▶ [Source text]:
╭──

According to Diogenes Laërtius, the order of Socrates' marriages to Myrto and Xanthippe was disputed in antiquity, with different authors holding that either he married Myrto first, or Xanthippe first, or that he was married to both simultaneously. (Note: J. W. Fitton argues that Diogenes mistakenly attributes the view that Socrates married first Xanthippe and then Myrto; he argues that the ancient dispute was in fact between those who held that Socrates married first Myrto and then Xanthippe, and those who held that he conducted the relationships simultaneously.) As several sources say that Myrto was the mother of Socrates' younger sons, Sophroniscus and Menexenus, she cannot have been the wife of Socrates before Xanthippe; however in the Phaedo Plato notes Xanthippe's presence when Socrates was imprisoned before his execution, so nor can Myrto have been Socrates' wife after Xanthippe. Thus Lévystone argues that Socrates had simultaneous relationships with Myrto and Xanthippe.

Both Athenaeus and the Suda describe both Myrto and Xanthippe as legitimate wives of Socrates; other sources use the more ambiguous term "gyne" which can mean both "wife" and "woman" and can refer to less formal relationships than marriage. Two ancient scholars, Satyrus the Peripatetic and Hieronymus of Rhodes, apparently referred to an Athenian decree which legalised bigamous relationships when discussing Socrates' dual relationships with Myrto and Xanthippe. In the form quoted by Diogenes Laertius, however, the decree merely recognises children born from two Athenians as eligible for citizenship, regardless of whether they were legally married, and does not legalise bigamy. Several sources, especially those derived from Aristoxenus of Tarentum's Life of Socrates, suggest that Myrto was the legitimate wife; Aristoxenus apparently considered Xanthippe to be Socrates' mistress.

╰──

▶ [Records provided]:

╭──

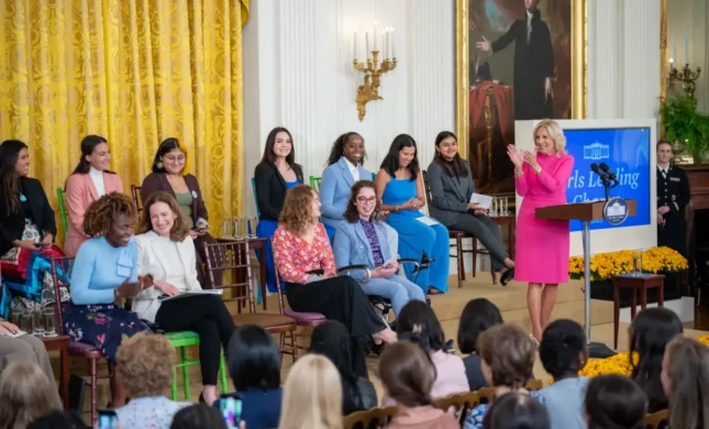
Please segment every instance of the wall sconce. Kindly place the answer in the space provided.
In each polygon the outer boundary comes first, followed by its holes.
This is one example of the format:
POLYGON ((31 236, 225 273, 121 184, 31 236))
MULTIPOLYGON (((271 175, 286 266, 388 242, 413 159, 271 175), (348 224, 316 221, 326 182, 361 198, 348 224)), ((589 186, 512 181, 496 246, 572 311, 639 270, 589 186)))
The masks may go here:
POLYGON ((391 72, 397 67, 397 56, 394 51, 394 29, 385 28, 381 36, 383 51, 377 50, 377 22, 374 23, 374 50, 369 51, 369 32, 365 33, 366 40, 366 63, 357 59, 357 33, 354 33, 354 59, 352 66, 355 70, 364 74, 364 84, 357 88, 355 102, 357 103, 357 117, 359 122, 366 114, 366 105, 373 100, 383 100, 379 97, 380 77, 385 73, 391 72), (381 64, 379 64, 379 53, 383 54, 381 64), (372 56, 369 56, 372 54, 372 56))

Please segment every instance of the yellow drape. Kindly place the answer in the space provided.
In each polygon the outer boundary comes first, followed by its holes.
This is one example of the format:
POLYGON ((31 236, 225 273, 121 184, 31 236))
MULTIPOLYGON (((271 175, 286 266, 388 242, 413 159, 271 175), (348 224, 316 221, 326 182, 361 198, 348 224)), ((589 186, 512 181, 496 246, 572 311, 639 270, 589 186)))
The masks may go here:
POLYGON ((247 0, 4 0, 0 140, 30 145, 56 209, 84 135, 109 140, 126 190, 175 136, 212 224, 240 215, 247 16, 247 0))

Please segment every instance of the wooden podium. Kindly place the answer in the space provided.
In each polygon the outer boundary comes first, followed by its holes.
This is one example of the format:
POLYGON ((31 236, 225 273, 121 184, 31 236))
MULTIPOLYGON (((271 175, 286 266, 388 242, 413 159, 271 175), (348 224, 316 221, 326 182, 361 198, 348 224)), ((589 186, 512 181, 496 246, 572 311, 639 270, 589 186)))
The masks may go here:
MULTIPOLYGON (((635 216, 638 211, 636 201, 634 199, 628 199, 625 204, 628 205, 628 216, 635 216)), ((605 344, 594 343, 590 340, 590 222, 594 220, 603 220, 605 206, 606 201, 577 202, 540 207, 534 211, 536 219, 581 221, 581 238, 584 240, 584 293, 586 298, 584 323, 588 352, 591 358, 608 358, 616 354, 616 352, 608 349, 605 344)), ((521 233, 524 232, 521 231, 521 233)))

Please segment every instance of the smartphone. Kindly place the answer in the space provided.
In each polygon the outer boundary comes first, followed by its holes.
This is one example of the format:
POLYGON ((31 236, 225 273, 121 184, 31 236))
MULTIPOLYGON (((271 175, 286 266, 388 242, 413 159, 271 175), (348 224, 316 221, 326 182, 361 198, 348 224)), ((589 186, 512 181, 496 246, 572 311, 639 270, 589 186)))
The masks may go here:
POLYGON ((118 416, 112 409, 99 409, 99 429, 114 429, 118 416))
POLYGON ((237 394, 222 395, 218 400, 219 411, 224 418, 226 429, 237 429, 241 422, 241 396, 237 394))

╰──

▶ [Prompt A]:
According to the text on Socrates' marriages, which two sons do several sources say Myrto bore him?
▶ [Prompt B]:
Render this sentence from the text on Socrates' marriages in French: "Thus Lévystone argues that Socrates had simultaneous relationships with Myrto and Xanthippe."
▶ [Prompt C]:
Write the next part of the text on Socrates' marriages to Myrto and Xanthippe, picking up after its final sentence.
The entries have no connection to the text about Socrates' marriages.

▶ [Reply A]:
Sophroniscus and Menexenus.

▶ [Reply B]:
Ainsi, Lévystone soutient que Socrate entretenait des relations simultanées avec Myrto et Xanthippe.

▶ [Reply C]:
The historicity of Myrto's relationship with Socrates was questioned in antiquity at least as early as Panaetius in the second century BC. The grounds for Panaetus' doubt do not survive, but Robert Cromey suggests that he argued that the relationship between Socrates and Myrto was based on confusion with Socrates' student Socrates the Younger. Despite this, the tradition of Socrates' bigamy was widely accepted from the medieval period onwards. Since the nineteenth century, scholars have frequently doubted the historicity of Socrates' marriage to Myrto. For instance Debra Nails believes that Xanthippe was the only wife of Socrates, accepting the version of the story recorded by Plutarch, that Socrates "took Myrto under his protection when she was widowed because she was poor and lacking in the necessities of life" as plausible. Since the 1970s, some scholars have begun to accept it again. Scholars such as J. W. Fitton, Peter J. Bicknell, and David Lévystone have argued that it was in fact Myrto who was the legitimate wife of Socrates. Alternatively Luis Navia accepts that Xanthippe was Socrates' wife while allowing for the possibility that Myrto was a second, common law wife.

==Works cited==
- Bicknell, P. J. (1974). "Sokrates' Mistress Xanthippe"
- Cromey, Robert D. (1980). "Sokrates' Myrto"
- Fitton, J. W. (1970). ""That was no lady, that was...""
- Huffman, Carl (2012). "Aristoxenus of Tarentum"
- Lévystone, David (2025). "Women in the Socratic Tradition"
- Nails, Debra (2002). "The People of Plato: A Prosopography of Plato and Other Socratics"
- Navia, Luis (1985). "Socrates: The Man and his Philosophy"
- Woodbury, Leonard (1973). "Socrates and the Daughter of Aristides"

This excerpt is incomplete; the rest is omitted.